Point localization data
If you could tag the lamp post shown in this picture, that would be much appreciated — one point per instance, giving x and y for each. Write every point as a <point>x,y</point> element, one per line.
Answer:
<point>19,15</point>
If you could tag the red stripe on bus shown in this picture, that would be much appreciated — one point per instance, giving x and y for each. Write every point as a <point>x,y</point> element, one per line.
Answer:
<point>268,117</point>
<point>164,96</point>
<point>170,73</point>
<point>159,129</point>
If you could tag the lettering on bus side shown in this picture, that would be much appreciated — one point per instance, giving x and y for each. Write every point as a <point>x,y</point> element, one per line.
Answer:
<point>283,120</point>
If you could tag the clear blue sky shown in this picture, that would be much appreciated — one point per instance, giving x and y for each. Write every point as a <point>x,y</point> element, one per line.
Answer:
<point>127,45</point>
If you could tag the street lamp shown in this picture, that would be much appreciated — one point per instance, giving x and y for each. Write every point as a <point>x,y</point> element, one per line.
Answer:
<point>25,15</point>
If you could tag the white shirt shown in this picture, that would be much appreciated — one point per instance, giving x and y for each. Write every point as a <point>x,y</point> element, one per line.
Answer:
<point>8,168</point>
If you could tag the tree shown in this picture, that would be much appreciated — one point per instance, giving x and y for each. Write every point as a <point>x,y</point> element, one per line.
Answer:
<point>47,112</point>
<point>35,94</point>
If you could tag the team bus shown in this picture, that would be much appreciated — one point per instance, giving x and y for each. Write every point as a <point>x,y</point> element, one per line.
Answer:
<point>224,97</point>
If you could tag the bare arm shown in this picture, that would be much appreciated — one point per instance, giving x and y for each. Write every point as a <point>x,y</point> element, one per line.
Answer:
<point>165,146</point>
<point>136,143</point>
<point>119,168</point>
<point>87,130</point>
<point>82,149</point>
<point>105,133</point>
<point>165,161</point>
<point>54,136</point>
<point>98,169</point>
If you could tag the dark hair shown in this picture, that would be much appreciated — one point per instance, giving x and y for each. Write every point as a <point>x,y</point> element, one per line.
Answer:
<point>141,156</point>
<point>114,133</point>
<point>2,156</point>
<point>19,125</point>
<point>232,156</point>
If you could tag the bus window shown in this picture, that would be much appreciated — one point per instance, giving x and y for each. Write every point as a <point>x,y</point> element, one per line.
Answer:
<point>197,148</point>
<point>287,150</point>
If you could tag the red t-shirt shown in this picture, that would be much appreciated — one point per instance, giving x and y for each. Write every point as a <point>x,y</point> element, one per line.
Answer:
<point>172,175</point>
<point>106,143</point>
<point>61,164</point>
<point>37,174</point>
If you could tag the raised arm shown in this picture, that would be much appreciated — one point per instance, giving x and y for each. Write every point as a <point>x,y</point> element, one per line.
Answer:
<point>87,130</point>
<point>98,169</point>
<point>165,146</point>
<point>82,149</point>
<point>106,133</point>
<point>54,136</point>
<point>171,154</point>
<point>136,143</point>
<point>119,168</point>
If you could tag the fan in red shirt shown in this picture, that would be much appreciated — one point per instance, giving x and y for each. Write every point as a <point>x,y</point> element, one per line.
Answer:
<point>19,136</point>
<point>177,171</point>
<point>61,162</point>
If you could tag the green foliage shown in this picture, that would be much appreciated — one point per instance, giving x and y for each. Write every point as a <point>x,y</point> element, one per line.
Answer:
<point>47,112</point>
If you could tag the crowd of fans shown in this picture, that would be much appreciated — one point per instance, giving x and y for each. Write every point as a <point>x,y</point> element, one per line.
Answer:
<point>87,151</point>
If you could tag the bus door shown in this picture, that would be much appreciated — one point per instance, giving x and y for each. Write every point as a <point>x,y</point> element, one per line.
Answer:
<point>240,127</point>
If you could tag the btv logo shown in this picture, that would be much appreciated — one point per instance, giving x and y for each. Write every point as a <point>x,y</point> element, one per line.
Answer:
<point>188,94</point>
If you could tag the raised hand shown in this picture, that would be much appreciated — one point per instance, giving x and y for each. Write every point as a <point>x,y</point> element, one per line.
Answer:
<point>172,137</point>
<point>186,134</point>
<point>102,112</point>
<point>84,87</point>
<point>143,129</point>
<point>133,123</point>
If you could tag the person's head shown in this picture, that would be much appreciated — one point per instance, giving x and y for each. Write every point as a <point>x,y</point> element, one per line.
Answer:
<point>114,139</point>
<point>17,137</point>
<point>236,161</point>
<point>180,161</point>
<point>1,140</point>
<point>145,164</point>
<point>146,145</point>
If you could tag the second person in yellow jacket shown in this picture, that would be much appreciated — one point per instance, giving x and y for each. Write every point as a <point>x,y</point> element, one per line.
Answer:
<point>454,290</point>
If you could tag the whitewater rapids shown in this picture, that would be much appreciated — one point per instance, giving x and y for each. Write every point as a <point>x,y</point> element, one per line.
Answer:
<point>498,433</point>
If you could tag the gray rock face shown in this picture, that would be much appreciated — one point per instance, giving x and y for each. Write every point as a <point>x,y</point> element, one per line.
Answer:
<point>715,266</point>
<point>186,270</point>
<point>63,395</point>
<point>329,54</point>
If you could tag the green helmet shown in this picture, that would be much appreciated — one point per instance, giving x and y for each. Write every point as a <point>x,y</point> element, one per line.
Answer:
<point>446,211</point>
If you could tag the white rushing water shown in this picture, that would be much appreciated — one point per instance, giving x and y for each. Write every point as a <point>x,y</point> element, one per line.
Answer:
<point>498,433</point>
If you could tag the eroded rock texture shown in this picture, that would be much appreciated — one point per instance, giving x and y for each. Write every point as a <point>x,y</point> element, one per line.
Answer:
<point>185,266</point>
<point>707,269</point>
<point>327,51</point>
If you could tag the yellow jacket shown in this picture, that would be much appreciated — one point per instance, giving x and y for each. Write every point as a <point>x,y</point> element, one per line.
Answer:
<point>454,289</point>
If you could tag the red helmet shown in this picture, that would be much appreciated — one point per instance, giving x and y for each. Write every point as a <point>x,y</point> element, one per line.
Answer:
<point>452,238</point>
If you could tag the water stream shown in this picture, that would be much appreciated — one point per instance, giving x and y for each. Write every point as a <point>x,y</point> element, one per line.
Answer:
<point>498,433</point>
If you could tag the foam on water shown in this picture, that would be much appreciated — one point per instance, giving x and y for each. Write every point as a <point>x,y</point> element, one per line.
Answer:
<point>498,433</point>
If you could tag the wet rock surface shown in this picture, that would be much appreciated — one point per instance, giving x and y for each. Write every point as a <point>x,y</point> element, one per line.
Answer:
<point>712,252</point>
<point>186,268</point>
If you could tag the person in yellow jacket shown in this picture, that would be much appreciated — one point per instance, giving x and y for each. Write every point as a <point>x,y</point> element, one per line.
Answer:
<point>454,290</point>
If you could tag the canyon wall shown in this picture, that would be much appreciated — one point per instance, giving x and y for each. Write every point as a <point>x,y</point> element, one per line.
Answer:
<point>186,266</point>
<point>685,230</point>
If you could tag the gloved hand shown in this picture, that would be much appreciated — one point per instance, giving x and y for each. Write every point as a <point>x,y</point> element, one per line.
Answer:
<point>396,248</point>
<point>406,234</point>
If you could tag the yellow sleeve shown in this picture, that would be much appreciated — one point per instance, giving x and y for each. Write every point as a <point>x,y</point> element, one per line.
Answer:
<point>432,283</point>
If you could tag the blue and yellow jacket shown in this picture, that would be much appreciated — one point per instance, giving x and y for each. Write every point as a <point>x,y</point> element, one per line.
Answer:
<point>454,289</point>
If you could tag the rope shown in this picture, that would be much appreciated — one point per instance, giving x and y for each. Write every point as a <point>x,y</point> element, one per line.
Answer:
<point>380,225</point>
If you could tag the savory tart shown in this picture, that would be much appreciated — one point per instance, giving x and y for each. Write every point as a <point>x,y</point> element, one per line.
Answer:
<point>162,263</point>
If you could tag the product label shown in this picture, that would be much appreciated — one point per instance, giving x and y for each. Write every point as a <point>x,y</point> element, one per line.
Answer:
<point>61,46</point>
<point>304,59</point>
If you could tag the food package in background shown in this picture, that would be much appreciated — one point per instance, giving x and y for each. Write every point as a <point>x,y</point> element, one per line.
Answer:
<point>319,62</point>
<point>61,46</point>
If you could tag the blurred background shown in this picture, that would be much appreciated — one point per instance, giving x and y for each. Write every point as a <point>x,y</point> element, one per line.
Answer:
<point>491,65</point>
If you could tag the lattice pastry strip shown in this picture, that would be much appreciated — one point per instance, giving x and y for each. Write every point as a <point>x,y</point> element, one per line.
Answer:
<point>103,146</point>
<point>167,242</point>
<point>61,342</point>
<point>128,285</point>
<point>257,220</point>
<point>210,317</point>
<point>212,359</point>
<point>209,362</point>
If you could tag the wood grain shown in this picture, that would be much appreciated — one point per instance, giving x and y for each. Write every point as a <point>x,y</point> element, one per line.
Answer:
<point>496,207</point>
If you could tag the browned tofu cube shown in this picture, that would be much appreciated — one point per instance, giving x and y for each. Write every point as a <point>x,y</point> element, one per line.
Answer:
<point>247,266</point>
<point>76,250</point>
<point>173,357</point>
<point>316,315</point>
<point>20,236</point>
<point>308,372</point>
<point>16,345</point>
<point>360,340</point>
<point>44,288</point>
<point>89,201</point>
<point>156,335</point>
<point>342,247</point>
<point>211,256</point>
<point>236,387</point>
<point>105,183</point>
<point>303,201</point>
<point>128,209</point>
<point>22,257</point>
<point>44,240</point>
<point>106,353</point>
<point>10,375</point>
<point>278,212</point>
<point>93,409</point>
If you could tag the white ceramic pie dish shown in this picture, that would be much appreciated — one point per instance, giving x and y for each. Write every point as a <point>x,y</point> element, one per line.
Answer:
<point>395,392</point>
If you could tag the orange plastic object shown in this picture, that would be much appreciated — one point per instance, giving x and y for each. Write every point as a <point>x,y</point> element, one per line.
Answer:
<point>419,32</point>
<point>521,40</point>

## Required action
The response must contain each line above that holds the string "rock".

## Exercise answer
If you could tag the gray rock face shown in this picture, that would be much appreciated — one point per instance, giving x and y for each. Write every point as a <point>x,y</point> element, one per line.
If you could tag the eroded rock texture shown in this picture, that would be much appreciated — one point per instance, giving x and y for each. Write every point as a <point>x,y</point> element, one per line.
If you could tag the wet rock surface shown in this picture, that would be much appreciated — one point per instance, giving x and y for each. Write every point as a <point>x,y</point> element, one per line.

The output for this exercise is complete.